### [Your assignment]
Among the lines below, restate word for word only those from the line with "Given the photograph below" through the line with "Expected behaviour: for every instance of the weathered", with both end lines kept.

### [Dataset records]
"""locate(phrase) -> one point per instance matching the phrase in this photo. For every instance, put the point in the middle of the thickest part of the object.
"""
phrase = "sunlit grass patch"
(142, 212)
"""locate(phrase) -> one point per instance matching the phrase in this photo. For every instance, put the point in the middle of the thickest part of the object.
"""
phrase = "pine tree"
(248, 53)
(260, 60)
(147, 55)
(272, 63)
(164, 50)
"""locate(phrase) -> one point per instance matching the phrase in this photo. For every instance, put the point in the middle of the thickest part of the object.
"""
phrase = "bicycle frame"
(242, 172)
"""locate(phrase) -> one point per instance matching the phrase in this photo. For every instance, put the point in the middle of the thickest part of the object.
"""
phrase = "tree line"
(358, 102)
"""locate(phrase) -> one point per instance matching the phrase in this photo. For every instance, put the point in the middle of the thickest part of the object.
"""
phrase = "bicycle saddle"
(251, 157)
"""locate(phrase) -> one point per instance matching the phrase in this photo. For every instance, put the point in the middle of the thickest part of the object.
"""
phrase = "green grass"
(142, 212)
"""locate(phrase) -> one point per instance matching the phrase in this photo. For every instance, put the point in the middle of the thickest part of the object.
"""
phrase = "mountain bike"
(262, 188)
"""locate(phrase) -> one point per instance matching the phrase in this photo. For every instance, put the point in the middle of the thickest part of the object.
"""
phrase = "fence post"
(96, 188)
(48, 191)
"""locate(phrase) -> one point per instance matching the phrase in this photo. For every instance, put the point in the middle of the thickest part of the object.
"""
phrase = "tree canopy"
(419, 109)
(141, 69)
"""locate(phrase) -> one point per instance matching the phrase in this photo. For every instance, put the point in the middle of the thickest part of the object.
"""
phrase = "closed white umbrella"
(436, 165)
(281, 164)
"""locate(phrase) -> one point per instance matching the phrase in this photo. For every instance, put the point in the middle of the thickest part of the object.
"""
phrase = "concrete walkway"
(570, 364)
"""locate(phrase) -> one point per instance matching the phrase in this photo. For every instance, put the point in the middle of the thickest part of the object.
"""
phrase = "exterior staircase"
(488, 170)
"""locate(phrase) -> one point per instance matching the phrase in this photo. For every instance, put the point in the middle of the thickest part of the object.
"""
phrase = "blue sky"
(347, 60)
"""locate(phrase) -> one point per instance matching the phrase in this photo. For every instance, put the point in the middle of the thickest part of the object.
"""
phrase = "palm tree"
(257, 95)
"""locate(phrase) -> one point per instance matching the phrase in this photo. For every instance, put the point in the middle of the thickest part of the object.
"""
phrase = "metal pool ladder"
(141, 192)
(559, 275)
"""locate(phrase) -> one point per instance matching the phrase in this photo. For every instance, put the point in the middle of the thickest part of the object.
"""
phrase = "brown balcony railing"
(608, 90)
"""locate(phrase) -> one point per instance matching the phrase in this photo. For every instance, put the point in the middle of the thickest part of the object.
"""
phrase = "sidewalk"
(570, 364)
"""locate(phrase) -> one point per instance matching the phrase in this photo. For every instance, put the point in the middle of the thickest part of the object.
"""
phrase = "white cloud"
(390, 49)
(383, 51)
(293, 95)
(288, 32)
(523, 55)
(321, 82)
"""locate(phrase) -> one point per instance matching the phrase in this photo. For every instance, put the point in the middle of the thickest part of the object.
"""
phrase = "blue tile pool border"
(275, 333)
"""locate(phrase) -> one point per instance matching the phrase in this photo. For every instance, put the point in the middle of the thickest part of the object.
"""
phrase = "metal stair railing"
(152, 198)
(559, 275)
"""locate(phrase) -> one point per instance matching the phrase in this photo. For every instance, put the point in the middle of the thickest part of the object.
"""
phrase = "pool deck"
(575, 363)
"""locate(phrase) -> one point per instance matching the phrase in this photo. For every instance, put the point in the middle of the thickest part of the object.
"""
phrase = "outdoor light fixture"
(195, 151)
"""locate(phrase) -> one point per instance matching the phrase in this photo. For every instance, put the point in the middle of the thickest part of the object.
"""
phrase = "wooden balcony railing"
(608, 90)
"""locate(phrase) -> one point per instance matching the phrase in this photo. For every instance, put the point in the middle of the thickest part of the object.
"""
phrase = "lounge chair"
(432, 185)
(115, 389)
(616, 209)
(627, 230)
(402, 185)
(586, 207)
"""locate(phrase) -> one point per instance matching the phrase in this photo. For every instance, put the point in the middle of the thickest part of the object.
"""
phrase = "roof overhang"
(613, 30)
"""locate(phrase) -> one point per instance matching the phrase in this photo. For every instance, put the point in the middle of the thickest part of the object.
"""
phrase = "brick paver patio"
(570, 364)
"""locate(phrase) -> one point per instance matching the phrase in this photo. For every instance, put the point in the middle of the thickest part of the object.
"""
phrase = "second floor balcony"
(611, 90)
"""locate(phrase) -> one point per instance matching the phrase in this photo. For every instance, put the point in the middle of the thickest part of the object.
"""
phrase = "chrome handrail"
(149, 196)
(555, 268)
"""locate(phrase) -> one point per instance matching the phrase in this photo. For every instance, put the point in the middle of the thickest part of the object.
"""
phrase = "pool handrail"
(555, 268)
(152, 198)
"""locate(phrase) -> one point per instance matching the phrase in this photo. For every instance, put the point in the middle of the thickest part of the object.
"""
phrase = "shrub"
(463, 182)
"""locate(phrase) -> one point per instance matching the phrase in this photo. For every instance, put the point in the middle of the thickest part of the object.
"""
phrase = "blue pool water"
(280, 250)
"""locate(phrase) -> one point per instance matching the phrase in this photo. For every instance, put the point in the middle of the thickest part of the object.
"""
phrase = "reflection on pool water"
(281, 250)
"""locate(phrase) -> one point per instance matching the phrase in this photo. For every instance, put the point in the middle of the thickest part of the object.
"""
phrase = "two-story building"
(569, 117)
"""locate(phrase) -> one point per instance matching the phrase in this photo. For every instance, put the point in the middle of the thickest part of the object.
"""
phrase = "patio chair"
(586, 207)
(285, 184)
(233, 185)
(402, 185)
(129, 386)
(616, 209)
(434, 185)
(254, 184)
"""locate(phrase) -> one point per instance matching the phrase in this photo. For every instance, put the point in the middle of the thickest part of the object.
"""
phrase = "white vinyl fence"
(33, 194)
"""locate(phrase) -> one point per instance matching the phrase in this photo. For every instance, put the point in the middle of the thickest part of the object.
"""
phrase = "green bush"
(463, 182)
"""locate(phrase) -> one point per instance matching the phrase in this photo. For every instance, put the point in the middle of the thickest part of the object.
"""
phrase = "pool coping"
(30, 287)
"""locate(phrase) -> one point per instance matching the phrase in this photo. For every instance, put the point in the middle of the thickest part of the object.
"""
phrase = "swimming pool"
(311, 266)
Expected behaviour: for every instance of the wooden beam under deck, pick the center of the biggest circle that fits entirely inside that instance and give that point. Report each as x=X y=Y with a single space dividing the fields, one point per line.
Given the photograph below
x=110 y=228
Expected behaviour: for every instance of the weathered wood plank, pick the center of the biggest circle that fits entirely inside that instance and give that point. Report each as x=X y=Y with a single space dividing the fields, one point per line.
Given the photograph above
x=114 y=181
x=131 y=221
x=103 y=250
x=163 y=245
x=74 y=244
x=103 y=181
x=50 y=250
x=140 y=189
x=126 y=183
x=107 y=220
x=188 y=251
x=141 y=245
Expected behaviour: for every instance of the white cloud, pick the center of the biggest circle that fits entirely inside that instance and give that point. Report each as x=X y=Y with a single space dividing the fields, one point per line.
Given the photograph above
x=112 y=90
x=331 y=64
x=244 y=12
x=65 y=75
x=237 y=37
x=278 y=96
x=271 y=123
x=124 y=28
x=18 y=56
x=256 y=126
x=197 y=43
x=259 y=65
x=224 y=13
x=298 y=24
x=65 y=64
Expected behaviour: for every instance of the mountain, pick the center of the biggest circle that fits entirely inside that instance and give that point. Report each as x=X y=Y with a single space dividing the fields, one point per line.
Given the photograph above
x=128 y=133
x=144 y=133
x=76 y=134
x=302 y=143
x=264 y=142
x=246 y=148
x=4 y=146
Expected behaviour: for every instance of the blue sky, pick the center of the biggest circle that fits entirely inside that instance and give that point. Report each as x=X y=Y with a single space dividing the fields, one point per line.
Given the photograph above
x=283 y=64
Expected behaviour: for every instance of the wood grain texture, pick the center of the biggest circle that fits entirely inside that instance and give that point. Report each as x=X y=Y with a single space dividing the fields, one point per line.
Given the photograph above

### [Answer space]
Given the photograph below
x=110 y=228
Expected behaviour: for every instance of the weathered wood plank, pick the center of the biggest circle that fits entirely inside that instance and give that point. Report each as x=X y=Y with a single space dividing the fields, one point per line.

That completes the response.